Defunct tennis tournament
- Tour: ILTF World Circuit
- Founded: 1884; 142 years ago
- Abolished: 1950; 76 years ago
- Location: Rumson, New Jersey, United States
- Venue: Seabright Lawn Tennis and Cricket Club
- Surface: Grass

= Seabright Invitational Tournament =

The Seabright Invitational Tournament also known as the Seabright Invitation was a men's and women's grass court tennis tournament staged annually at the Seabright Lawn Tennis and Cricket Club, Rumson, New Jersey, United States from 1884 to 1950.

==History==
The Seabright Lawn Tennis and Cricket Club is a historic private sports club in Rumson, Monmouth County, New Jersey in the United States. It was founded in 1877 and incorporated officially in 1886. In 1884, the club held its first Seabright Invitational Tournament, the men's singles was won Joseph Sill Clark Sr. The tournament continued to be staged annually until 1889 when it was discontinued.

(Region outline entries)
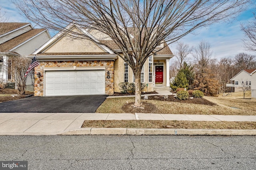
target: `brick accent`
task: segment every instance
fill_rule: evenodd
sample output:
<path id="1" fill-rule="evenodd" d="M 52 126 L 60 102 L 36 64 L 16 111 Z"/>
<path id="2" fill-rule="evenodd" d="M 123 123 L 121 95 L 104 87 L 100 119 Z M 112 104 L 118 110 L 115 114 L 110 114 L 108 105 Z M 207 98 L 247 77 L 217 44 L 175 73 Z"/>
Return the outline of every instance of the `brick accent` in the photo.
<path id="1" fill-rule="evenodd" d="M 114 61 L 41 61 L 40 66 L 35 67 L 35 87 L 34 96 L 42 96 L 44 95 L 44 70 L 45 67 L 70 67 L 86 66 L 105 66 L 105 93 L 106 94 L 112 95 L 114 94 Z M 42 67 L 41 66 L 42 66 Z M 107 78 L 107 72 L 109 71 L 110 78 Z M 40 72 L 41 77 L 37 77 L 36 74 Z"/>

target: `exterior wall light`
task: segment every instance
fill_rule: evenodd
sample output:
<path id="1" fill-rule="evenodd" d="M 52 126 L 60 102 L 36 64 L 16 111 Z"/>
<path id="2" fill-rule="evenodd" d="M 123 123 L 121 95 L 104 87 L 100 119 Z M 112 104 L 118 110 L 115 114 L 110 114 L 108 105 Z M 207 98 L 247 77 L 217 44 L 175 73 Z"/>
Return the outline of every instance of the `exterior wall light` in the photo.
<path id="1" fill-rule="evenodd" d="M 110 78 L 110 76 L 110 76 L 110 74 L 109 74 L 109 71 L 108 71 L 107 72 L 107 78 L 108 79 L 108 78 Z"/>
<path id="2" fill-rule="evenodd" d="M 37 77 L 39 78 L 41 77 L 41 73 L 40 72 L 38 72 L 36 73 L 36 75 L 37 76 Z"/>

#### Task list:
[a] Quote the passage of the Seabright tournament text between "The Seabright Invitational" and "it was discontinued.", inclusive.
[b] Please convert the entries, from their start through the line holding "114 61 L 41", inclusive, into a JSON list of strings with one string per line, skipping blank lines and leaving out the pictures.

#### Task-by-task solutions:
[a]
The Seabright Invitational Tournament also known as the Seabright Invitation was a men's and women's grass court tennis tournament staged annually at the Seabright Lawn Tennis and Cricket Club, Rumson, New Jersey, United States from 1884 to 1950.

==History==
The Seabright Lawn Tennis and Cricket Club is a historic private sports club in Rumson, Monmouth County, New Jersey in the United States. It was founded in 1877 and incorporated officially in 1886. In 1884, the club held its first Seabright Invitational Tournament, the men's singles was won Joseph Sill Clark Sr. The tournament continued to be staged annually until 1889 when it was discontinued.

[b]
[
  "target: `brick accent`",
  "task: segment every instance",
  "fill_rule: evenodd",
  "sample output:",
  "<path id=\"1\" fill-rule=\"evenodd\" d=\"M 52 126 L 60 102 L 36 64 L 16 111 Z\"/>",
  "<path id=\"2\" fill-rule=\"evenodd\" d=\"M 123 123 L 121 95 L 104 87 L 100 119 Z M 112 104 L 118 110 L 115 114 L 110 114 L 108 105 Z M 207 98 L 247 77 L 217 44 L 175 73 Z\"/>",
  "Return the outline of every instance of the `brick accent` in the photo.",
  "<path id=\"1\" fill-rule=\"evenodd\" d=\"M 114 61 L 41 61 L 40 66 L 35 67 L 35 87 L 34 96 L 42 96 L 44 95 L 44 70 L 45 67 L 70 67 L 86 66 L 105 66 L 105 93 L 106 94 L 112 95 L 114 94 Z M 42 67 L 41 66 L 42 66 Z M 107 78 L 107 72 L 109 71 L 110 78 Z M 40 72 L 41 77 L 37 77 L 36 74 Z\"/>"
]